Assignment: Nothing other than an exact copy of the lines from the one containing "<point>79,670</point>" through the last line of the listing below should be written.

Supplied information:
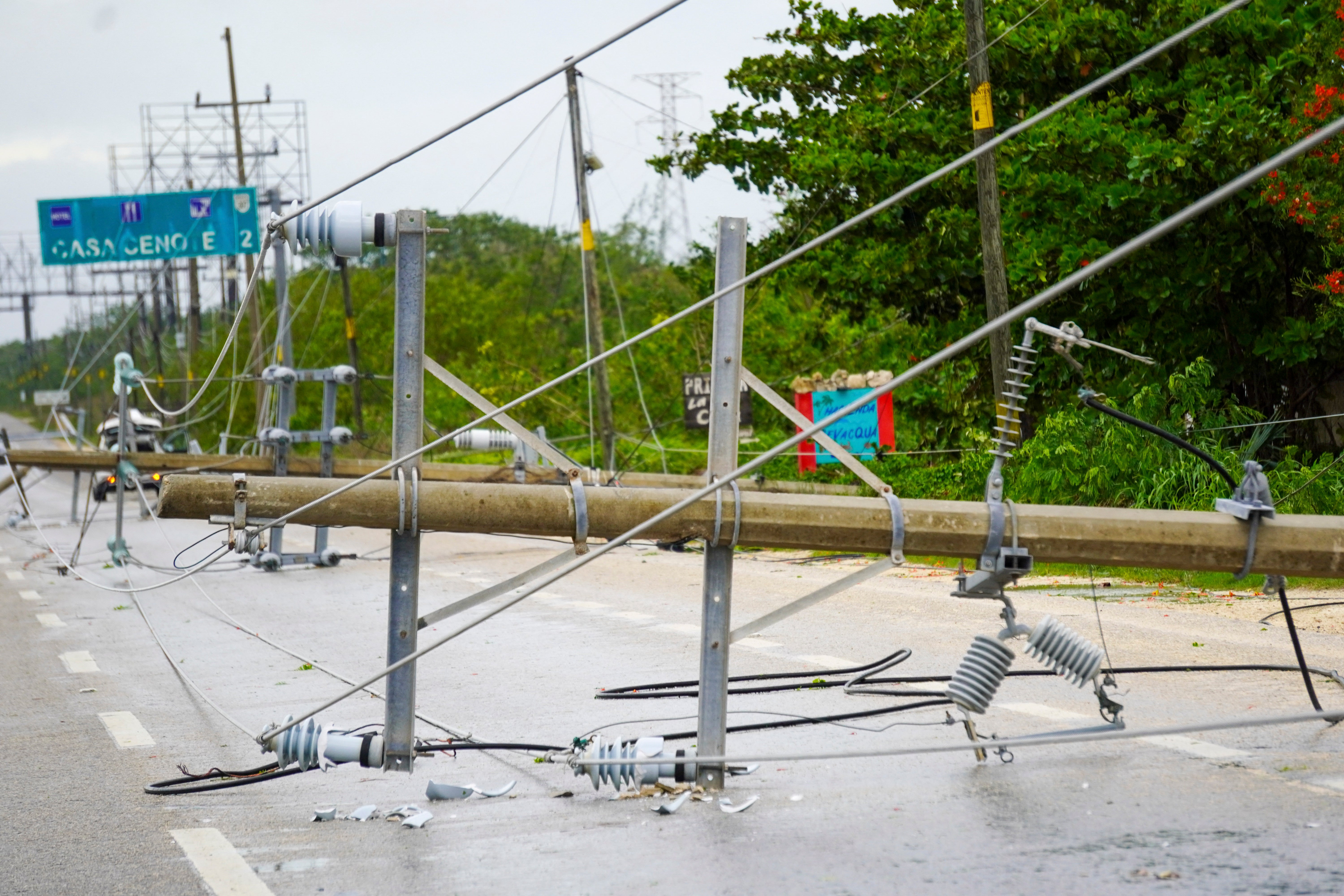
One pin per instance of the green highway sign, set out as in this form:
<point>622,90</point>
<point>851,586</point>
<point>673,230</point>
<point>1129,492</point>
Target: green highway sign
<point>149,226</point>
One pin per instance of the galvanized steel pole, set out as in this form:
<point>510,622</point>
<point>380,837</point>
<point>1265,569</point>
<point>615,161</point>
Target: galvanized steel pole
<point>725,404</point>
<point>408,436</point>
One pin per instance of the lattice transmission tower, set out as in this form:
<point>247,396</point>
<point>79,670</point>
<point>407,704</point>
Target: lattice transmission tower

Reply:
<point>79,670</point>
<point>407,704</point>
Target: lattice transmission tower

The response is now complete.